What had happened depended on who was asked. Federal officials ruled the deaths a collective suicide, performed out of personal despair over life imprisonment with no chance of parole. Supporters of the group claimed that the deaths were a state execution, undertaken out of government despair over how to stop escalating terrorist attacks designed to force their release.

Which answer is correct? Don’t look to Gerhard Richter’s paintings for a solution to the mystery, which remains a volatile topic of debate even to this day. Indeed, central to the elegiac power of this art is its stomach-churning insistence on the unlikelihood of ever knowing the answer for sure.

Richter shows us only selected vignettes. Two paintings describe scenes of the gang’s arrest. There are three different pictures of a shyly smiling, self-reflective Ensslin, and three nearly identical ones on the coroner’s slab--dead, dead, dead. There are two similar views of a blank-eyed Baader, sprawled on the floor in a black pool of blood. A single canvas shows Ensslin, hanged.

________________________

## Task goal
Continue the passage about Gerhard Richter's paintings of the gang's deaths, starting after its final sentence.

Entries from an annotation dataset
________________________

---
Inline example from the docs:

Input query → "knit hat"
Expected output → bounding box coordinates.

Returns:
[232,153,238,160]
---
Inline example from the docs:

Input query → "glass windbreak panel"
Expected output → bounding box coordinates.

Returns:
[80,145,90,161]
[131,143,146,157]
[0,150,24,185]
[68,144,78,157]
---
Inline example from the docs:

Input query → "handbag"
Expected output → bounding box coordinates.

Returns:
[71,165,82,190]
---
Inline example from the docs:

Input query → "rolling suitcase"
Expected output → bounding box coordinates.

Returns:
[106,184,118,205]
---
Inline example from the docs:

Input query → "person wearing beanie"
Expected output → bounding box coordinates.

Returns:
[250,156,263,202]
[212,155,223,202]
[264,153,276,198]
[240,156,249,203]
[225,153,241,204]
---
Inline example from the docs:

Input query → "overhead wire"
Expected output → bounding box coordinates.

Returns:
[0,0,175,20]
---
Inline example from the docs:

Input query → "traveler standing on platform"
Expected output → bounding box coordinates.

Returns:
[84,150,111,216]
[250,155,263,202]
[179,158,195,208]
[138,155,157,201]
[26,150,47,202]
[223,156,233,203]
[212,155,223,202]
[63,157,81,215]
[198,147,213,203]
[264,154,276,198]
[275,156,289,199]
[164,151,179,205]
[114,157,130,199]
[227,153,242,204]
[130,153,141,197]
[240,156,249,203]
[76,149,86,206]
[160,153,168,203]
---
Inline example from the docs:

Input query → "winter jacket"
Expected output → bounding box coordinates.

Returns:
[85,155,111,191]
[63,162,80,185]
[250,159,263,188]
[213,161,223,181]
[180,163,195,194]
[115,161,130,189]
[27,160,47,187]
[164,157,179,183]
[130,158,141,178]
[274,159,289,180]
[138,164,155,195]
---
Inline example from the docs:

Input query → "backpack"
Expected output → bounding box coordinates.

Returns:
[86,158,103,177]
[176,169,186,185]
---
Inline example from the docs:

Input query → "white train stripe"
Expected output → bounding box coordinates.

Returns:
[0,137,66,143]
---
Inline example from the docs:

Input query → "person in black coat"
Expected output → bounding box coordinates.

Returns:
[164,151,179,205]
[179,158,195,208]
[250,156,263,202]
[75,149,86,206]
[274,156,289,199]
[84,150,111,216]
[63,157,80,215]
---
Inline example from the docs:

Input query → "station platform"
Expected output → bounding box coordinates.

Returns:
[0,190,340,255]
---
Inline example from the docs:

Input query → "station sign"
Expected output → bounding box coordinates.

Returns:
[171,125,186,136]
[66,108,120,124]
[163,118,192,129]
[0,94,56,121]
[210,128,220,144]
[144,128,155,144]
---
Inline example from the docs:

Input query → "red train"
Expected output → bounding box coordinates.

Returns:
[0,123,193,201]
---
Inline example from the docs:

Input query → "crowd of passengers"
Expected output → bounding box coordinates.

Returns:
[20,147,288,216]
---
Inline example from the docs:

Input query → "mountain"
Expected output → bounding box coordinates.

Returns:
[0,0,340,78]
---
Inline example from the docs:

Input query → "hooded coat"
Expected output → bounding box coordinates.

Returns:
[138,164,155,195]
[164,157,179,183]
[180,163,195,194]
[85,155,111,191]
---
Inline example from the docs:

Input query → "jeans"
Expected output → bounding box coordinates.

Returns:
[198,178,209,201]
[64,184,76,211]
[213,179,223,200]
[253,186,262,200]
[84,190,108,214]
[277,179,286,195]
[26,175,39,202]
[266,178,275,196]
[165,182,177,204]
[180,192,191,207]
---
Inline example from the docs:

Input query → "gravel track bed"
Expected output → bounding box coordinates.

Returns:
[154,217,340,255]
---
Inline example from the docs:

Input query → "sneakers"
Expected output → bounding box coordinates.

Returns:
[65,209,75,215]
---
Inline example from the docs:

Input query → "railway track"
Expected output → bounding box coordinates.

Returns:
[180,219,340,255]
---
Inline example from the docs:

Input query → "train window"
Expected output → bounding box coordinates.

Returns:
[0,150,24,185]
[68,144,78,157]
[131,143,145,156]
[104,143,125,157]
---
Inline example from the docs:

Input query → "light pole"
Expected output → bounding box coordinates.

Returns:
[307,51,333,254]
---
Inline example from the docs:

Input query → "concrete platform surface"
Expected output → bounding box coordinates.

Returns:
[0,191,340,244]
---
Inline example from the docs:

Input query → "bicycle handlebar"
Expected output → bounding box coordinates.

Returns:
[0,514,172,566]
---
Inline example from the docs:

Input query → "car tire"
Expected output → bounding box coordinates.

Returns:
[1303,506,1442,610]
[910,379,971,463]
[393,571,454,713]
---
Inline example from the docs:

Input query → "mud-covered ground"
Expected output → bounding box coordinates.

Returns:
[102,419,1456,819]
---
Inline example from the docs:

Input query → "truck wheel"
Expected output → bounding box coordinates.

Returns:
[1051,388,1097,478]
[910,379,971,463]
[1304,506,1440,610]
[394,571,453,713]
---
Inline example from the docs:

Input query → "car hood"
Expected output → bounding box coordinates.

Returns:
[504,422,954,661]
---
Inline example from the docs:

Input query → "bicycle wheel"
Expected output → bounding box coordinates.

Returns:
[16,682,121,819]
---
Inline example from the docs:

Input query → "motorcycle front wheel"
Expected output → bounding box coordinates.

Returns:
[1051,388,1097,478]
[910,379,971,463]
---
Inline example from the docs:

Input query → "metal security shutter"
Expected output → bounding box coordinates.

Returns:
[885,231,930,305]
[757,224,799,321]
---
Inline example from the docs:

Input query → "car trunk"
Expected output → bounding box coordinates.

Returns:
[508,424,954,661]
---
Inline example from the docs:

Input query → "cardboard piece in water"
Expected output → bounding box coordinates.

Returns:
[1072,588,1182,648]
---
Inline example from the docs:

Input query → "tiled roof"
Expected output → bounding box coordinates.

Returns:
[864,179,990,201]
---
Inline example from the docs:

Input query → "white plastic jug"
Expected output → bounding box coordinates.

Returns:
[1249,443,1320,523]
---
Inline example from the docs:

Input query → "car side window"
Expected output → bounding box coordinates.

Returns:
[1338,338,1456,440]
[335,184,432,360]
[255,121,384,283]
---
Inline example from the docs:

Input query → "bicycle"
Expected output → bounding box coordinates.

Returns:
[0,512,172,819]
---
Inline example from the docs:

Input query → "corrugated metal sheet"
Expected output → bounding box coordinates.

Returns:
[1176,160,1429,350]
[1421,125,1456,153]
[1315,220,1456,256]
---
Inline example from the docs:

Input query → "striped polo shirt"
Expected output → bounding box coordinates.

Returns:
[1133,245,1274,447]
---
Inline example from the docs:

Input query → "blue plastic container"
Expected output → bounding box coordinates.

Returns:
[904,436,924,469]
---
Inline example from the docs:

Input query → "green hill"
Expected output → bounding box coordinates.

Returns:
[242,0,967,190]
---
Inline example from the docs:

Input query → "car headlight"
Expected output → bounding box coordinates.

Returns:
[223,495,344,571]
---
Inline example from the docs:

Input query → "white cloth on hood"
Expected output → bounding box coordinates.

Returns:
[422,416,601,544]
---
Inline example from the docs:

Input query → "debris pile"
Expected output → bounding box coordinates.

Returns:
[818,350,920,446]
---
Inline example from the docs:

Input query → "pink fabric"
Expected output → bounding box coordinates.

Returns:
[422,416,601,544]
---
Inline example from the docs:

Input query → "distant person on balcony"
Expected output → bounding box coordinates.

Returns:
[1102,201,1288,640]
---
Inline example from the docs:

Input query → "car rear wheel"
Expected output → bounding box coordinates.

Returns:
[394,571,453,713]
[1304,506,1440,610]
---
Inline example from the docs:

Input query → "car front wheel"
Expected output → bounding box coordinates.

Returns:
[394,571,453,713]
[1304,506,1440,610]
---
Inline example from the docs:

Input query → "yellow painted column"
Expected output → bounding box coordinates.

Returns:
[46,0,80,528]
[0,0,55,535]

________________________

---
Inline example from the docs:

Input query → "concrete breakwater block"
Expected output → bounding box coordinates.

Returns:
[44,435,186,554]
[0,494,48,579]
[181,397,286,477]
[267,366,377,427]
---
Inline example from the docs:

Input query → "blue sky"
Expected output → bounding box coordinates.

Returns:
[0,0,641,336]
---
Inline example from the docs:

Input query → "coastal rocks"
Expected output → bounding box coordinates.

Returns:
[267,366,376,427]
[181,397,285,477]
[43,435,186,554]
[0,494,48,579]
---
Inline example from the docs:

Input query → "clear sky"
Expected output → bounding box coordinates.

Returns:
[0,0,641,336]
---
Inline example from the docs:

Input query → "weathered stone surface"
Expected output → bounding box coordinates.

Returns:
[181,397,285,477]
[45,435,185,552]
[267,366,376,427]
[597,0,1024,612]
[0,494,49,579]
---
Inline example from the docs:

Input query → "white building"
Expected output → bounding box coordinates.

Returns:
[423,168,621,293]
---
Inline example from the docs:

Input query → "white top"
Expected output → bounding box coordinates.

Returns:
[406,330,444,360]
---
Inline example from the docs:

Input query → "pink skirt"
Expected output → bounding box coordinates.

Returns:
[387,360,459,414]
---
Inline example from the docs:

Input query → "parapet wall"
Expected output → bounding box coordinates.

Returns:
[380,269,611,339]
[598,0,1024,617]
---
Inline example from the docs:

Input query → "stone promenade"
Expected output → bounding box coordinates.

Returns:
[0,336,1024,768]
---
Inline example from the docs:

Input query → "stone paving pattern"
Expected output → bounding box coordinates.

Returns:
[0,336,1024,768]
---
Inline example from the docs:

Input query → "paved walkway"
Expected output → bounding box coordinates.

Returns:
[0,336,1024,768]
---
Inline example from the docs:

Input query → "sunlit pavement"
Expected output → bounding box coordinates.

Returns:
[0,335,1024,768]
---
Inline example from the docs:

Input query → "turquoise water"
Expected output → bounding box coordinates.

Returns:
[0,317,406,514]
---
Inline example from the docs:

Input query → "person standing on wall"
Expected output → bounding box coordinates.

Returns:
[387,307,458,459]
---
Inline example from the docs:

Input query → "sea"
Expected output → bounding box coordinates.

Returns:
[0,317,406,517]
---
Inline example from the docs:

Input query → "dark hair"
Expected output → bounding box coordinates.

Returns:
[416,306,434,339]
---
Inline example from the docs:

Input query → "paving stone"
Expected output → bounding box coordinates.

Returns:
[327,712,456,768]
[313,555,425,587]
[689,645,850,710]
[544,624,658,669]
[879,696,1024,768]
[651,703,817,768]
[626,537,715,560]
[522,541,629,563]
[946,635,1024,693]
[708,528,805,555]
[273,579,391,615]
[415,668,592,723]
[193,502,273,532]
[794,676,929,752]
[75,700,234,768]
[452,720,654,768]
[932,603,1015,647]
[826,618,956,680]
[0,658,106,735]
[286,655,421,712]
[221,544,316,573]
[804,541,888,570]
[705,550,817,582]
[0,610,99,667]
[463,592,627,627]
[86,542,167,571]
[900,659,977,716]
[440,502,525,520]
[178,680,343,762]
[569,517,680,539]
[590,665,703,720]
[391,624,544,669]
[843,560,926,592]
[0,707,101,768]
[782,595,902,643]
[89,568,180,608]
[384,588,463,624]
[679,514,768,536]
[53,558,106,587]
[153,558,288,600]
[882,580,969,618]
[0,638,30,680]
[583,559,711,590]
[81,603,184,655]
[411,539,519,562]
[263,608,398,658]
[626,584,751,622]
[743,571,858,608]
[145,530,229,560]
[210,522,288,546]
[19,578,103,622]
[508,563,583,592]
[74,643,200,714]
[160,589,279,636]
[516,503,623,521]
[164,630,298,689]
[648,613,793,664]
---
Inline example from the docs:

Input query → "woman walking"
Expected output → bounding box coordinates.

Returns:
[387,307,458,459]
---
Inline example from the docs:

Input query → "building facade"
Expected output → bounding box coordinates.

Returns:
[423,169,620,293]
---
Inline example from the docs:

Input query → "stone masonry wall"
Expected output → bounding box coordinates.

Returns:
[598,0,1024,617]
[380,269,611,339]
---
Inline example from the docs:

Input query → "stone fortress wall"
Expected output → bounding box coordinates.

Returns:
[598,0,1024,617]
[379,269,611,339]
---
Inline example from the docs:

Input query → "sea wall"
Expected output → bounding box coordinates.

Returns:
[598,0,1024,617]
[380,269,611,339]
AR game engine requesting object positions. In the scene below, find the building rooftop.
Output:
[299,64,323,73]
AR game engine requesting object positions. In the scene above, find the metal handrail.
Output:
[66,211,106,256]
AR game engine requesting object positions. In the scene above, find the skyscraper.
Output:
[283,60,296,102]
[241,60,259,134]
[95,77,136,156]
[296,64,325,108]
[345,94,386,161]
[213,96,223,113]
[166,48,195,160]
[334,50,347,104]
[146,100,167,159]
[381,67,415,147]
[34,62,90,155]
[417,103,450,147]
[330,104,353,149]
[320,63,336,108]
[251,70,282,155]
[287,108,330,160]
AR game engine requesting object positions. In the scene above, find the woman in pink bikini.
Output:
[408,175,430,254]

________________________

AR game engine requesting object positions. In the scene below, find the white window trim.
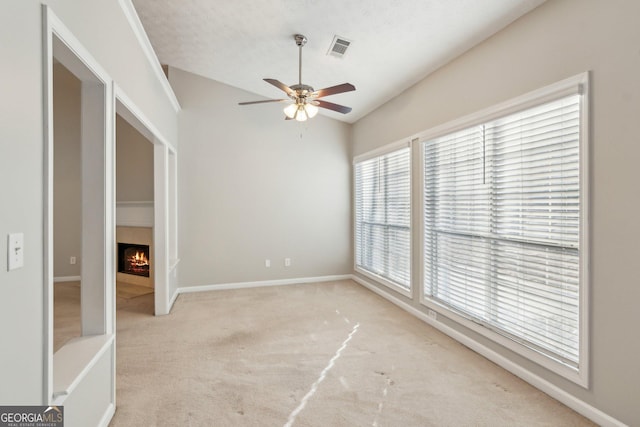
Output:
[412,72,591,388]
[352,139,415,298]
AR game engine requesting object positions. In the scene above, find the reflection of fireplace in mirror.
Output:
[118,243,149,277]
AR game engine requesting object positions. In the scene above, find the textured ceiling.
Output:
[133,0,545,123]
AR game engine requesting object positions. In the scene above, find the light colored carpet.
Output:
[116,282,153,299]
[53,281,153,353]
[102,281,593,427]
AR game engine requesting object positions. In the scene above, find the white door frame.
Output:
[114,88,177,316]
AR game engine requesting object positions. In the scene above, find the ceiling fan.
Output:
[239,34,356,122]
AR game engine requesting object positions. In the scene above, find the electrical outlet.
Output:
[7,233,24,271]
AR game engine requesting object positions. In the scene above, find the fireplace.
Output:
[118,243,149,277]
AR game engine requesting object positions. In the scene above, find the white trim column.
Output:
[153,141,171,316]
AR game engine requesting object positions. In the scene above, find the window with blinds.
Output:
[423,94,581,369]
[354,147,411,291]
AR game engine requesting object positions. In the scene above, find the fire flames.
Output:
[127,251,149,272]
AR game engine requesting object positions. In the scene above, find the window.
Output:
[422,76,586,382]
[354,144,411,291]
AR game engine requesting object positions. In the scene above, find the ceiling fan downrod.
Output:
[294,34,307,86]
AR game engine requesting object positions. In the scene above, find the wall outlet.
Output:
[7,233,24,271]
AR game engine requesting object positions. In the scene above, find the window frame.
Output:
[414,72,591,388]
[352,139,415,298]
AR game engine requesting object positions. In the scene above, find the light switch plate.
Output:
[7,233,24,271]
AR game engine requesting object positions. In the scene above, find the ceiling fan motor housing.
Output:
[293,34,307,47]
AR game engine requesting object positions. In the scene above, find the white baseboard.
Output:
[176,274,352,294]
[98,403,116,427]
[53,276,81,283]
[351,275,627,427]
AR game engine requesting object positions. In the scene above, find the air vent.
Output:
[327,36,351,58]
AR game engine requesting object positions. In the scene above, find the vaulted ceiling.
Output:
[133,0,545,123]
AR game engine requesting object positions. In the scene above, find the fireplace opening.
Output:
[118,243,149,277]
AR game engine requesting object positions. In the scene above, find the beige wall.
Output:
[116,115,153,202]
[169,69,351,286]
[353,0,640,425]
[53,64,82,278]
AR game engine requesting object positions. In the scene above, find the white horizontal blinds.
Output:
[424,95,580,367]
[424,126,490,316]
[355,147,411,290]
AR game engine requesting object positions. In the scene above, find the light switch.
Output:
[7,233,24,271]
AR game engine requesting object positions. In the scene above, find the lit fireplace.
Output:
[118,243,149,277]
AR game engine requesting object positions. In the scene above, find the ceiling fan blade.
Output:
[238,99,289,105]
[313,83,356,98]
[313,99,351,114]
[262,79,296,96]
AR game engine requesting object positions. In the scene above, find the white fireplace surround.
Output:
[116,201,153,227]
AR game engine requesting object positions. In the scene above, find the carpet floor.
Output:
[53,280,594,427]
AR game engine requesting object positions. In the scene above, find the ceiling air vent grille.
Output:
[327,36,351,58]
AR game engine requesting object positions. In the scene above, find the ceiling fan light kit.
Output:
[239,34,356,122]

________________________

## Output of the exercise
Single canvases also are devoted to an empty, book-lined prison cell; a hallucinatory funeral procession, which winds through a roiling throng of people; a soft portrait of a young woman (Meinhof?), her right eye riveted as the compositional bull’s eye of the painting; and a smashed record on a record player, perhaps the one from which Ensslin is said to have gotten the electrical cord with which she fashioned a noose, or the one Baader is said to have had brought into his cell with a pistol secreted inside.

Richter concentrates the sense of these paintings as being documentary evidence. His chosen models are clearly “official” black-and-white photographs--gathered from police files, the newspapers and even the school yearbook or conventional family album. And every surface blemish, crease or speck of dust that intruded on the photographic source is meticulously reproduced on the canvas.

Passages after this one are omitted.